(What to work on) Count the lines in the listing below that contain the string "people", and give only that number.

Location identification entries:
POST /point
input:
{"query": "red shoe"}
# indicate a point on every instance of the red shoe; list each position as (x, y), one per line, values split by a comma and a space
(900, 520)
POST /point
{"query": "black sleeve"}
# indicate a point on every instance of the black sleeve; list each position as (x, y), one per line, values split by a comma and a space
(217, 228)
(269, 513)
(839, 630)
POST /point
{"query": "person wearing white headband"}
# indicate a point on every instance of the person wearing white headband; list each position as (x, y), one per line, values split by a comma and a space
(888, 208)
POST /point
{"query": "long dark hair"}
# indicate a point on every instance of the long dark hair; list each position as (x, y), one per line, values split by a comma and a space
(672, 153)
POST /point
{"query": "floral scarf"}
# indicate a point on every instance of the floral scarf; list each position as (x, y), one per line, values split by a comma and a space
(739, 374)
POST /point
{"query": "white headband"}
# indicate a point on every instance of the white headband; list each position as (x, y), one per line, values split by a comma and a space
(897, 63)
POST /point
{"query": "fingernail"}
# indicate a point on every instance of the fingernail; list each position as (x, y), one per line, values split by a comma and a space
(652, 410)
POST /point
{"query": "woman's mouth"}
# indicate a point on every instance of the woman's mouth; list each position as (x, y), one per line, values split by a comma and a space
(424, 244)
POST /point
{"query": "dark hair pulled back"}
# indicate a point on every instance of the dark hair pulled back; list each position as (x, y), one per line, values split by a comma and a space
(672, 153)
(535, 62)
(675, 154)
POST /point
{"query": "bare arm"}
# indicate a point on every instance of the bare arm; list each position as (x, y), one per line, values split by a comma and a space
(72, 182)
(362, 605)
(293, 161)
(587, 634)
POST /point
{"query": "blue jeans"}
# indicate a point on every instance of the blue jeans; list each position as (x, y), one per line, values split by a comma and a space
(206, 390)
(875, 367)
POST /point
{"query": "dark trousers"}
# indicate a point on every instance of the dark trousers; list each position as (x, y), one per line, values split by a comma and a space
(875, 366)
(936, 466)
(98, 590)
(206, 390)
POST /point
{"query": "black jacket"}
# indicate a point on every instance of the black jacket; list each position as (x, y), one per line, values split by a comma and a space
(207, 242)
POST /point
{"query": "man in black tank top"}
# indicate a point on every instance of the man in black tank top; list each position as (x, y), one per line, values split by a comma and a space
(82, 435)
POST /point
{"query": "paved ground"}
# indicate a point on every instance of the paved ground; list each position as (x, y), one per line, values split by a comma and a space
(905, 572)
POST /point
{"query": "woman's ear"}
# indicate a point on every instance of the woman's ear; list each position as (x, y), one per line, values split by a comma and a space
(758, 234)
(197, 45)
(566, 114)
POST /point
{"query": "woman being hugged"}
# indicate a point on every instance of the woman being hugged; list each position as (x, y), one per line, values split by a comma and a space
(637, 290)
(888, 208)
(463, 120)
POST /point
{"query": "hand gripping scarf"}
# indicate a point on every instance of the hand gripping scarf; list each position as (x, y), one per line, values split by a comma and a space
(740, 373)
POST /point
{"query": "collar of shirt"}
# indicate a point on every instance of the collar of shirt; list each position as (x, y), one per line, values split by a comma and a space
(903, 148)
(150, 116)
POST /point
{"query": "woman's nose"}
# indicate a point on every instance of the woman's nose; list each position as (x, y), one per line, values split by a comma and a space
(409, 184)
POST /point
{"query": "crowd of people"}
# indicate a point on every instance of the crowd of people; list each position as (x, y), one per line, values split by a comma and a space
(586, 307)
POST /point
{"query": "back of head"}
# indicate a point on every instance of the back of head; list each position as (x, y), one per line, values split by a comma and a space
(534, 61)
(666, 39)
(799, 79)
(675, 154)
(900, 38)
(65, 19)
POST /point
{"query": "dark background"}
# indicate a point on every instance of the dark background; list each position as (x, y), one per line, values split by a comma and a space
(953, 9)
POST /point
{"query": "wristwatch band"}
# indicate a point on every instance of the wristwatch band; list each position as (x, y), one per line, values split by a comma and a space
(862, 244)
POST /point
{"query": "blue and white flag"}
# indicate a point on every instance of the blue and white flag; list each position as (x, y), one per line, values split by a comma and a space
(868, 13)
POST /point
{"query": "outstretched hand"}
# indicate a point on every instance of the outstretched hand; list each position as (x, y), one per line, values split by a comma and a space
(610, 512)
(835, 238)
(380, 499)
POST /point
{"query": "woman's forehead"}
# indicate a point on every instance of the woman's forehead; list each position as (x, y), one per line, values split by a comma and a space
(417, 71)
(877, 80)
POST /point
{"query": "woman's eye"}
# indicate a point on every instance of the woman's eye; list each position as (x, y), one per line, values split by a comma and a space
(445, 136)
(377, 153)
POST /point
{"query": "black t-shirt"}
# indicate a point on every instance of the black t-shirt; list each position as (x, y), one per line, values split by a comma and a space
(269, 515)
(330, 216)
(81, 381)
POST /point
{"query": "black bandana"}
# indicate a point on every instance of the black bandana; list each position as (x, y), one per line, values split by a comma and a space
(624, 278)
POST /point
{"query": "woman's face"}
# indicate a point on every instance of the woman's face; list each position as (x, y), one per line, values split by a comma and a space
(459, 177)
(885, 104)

(Output for this task) 2